- [Tasks to complete]:
A. Translate this sentence from the text on character similarity into Spanish: "The phonetic table is constructed by a different procedure."
B. Copy out the part of the text on character similarity starting with "dist(a, b) = mean(|a" and going on through "Unicode character name.", putting "cutoff" in place of "threshold".

- [Page text]:
+++
The starting point of the visual similarity calculation is 62 reference characters: the 26 lowercase letters, 26 uppercase letters, and 10 digits of the Latin alphabet. Each of these characters is rendered as a 48×48-pixel grayscale bitmap — using Pillow (Python Imaging Library), DejaVu Sans at 36 points, on a white background. Centering is achieved by reading the bounding box of the character (font.getbbox()), which delivers the actual ink edges: the character is positioned horizontally and vertically so that its visual center of gravity hits the middle of the 48×48 cell. The result is a normalized grayscale array with values between 0.0 (black, ink) and 1.0 (white, background).

The same rendering process is applied to all candidate characters: those codepoints from 46 defined script ranges (from Cyrillic through Devanagari and Ethiopic to Adlam) that pass the Unicode category filters — control characters (category C) and space separators (category Zs) are excluded. An additional filter eliminates all candidates whose bitmap has a mean absolute pixel distance of less than 0.02 from the .notdef glyph (U+FFFF): characters the font cannot represent and displays as a placeholder appear so similar to the blank form that they are identifiable as font-coverage artifacts and must be excluded from the candidate pool.

The visual distance between two characters is the Mean Absolute Error (MAE) of their normalized pixel arrays:

dist(a, b) = mean(|a – b|) ∈ [0.0; 1.0]

A value of 0.0 means pixel-identical bitmaps; 1.0 means that every pixel of one character has the maximum distance from the corresponding pixel of the other. The threshold for table construction is 0.30: only character pairs whose MAE falls below this value are included. The visual table stores up to 50 candidates for each of the 62 reference characters (sorted by ascending distance) with their metadata: distance value, Unicode codepoint, script affiliation, Unicode character name.

The phonetic table is constructed by a different procedure. The official Unicode character names encode, in most writing systems, the phonetic value of the character: "DEVANAGARI LETTER KA" designates /k/, "ETHIOPIC SYLLABLE MA" designates /m/, "ADLAM SMALL LETTER MIIM" designates /m/. A sequence of regex patterns extracts the phonetic designator from the character name (e.g., "KA", "MA", "SHA"), which is then mapped onto IPA symbols via a normalization table (PHONEME_NORMALIZE): "ka" → /k/, "sha" → /ʃ/, "he" → /h/. For each Latin character there is a list of expected IPA values (LATIN_TO_PHONEME): for "k" this is solely /k/, for "c" the set {/k/, /tʃ/, /s/}, for "a" the set {/a/, /æ/, /ɑ/}. A candidate character belongs in the phonetic table for a reference character if its extracted IPA value falls within this set. The phonetic table also stores the MAE value of the visual bitmap distance as metadata, available for inspection in the character tooltip.

Phase 2: Substitution (JavaScript, client-side)
+++
- [Recorded information]:
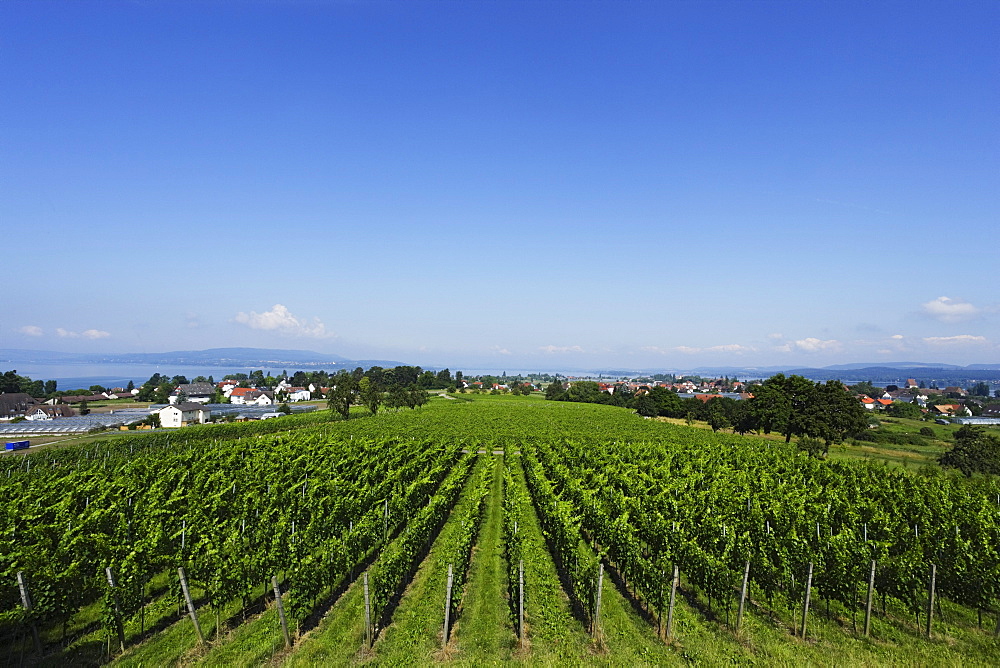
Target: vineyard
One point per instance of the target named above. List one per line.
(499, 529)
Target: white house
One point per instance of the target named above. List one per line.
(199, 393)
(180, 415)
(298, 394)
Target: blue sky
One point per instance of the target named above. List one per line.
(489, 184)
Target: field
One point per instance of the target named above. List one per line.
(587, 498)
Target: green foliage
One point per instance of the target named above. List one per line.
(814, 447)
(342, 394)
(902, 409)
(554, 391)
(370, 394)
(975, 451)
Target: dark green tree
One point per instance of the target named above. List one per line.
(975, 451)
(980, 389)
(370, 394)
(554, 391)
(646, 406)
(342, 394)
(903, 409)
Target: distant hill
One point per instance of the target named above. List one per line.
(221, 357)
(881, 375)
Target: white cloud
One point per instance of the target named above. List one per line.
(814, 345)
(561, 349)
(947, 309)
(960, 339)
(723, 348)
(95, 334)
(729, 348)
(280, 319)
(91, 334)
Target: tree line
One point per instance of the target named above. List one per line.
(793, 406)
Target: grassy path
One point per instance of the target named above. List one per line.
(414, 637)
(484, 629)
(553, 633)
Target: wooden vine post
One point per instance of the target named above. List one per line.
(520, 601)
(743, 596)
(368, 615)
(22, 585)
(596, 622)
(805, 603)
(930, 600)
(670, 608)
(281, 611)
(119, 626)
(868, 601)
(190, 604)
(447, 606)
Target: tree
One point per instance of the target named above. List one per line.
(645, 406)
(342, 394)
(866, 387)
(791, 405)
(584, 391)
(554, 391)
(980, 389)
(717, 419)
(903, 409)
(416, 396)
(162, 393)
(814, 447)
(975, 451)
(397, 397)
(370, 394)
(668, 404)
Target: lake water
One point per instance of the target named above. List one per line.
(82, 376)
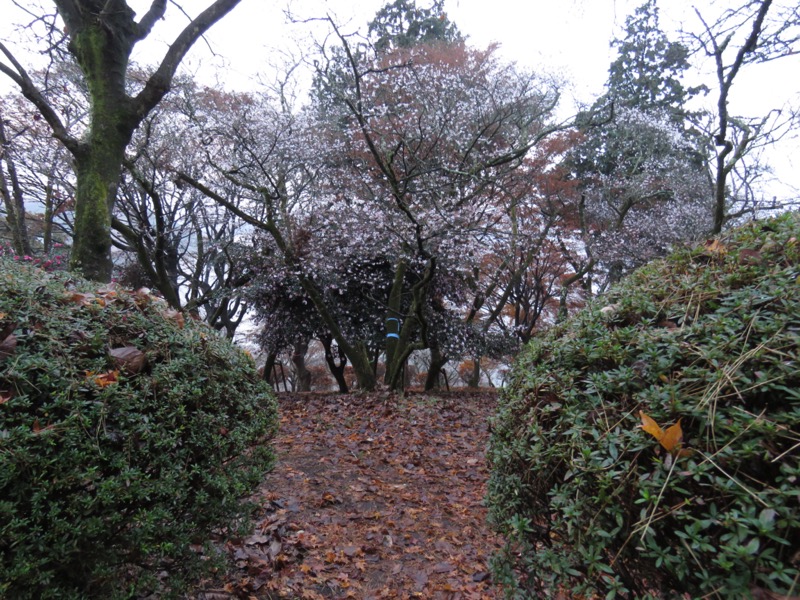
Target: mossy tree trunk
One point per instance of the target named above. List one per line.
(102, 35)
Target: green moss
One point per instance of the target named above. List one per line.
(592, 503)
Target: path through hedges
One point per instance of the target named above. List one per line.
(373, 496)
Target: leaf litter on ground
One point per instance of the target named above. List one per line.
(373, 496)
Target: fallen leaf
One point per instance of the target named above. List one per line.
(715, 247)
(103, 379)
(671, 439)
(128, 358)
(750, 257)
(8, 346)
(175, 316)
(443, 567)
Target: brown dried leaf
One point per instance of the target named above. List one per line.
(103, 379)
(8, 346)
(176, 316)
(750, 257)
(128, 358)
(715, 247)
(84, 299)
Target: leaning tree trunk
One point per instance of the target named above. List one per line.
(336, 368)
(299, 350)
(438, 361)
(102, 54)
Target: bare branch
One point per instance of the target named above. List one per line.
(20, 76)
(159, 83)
+++
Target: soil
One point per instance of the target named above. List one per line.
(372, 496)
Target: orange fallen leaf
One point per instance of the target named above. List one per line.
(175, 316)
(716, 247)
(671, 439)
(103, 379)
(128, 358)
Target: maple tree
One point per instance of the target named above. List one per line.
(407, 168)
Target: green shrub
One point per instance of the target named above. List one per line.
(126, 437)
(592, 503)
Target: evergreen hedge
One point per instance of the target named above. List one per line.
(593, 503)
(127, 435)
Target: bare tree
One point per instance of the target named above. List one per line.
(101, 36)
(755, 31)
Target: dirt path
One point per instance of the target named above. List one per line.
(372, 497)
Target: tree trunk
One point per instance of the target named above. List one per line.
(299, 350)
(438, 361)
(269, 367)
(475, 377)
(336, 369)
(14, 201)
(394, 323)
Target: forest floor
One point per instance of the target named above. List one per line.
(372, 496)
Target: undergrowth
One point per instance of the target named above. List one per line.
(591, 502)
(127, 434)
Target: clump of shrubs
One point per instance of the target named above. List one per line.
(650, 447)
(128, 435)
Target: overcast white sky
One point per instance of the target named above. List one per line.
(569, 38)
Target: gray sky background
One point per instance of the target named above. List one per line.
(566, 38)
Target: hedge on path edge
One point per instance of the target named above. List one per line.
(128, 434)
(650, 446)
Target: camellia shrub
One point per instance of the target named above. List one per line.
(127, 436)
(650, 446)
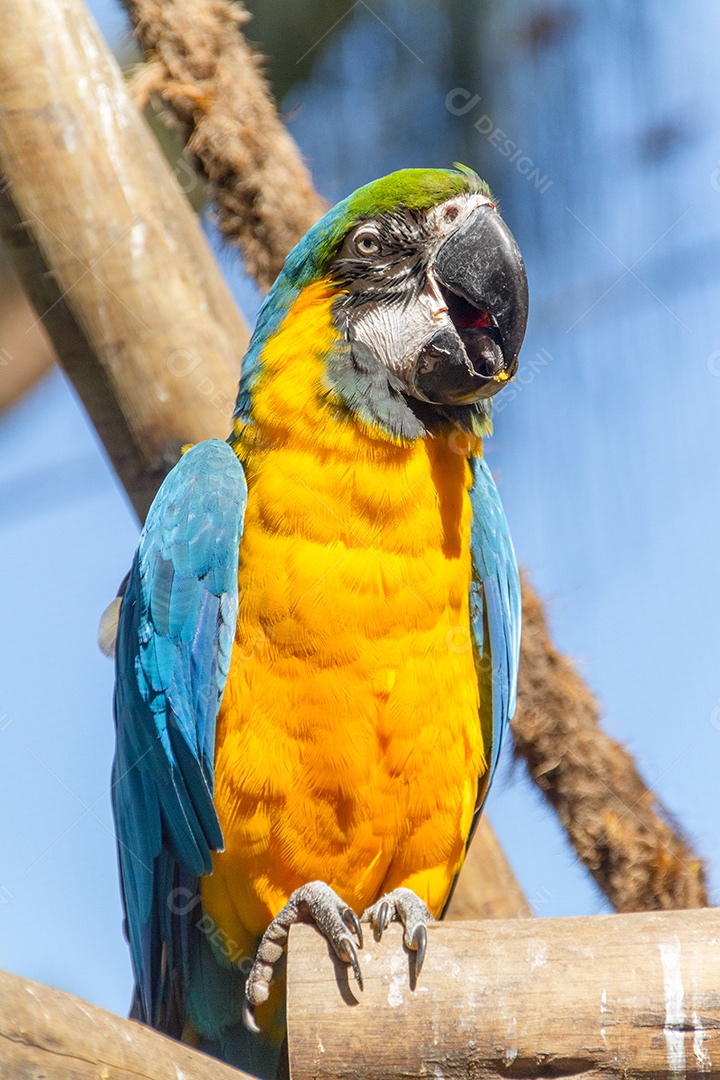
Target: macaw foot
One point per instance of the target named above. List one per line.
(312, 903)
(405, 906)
+++
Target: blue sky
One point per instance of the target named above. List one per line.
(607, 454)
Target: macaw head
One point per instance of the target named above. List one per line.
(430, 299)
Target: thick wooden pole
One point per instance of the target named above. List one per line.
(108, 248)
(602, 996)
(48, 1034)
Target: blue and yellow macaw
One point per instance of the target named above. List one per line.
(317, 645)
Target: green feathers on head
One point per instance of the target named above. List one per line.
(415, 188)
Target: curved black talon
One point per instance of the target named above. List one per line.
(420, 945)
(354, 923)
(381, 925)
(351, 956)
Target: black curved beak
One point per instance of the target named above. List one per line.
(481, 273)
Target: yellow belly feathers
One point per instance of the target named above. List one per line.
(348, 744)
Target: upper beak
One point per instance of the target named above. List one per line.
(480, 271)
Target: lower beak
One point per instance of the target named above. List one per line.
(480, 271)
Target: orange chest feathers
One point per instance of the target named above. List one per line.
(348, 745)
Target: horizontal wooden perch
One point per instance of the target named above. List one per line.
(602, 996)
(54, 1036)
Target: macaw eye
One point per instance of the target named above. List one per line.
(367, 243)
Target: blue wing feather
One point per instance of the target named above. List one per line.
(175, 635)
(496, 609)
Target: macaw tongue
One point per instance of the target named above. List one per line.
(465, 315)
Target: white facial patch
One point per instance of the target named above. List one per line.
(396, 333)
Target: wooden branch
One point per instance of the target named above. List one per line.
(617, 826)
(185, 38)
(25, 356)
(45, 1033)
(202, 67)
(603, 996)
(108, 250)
+++
- [Solution set]:
A. La tabla fonética se construye mediante un procedimiento diferente.

B.
dist(a, b) = mean(|a – b|) ∈ [0.0; 1.0]

A value of 0.0 means pixel-identical bitmaps; 1.0 means that every pixel of one character has the maximum distance from the corresponding pixel of the other. The cutoff for table construction is 0.30: only character pairs whose MAE falls below this value are included. The visual table stores up to 50 candidates for each of the 62 reference characters (sorted by ascending distance) with their metadata: distance value, Unicode codepoint, script affiliation, Unicode character name.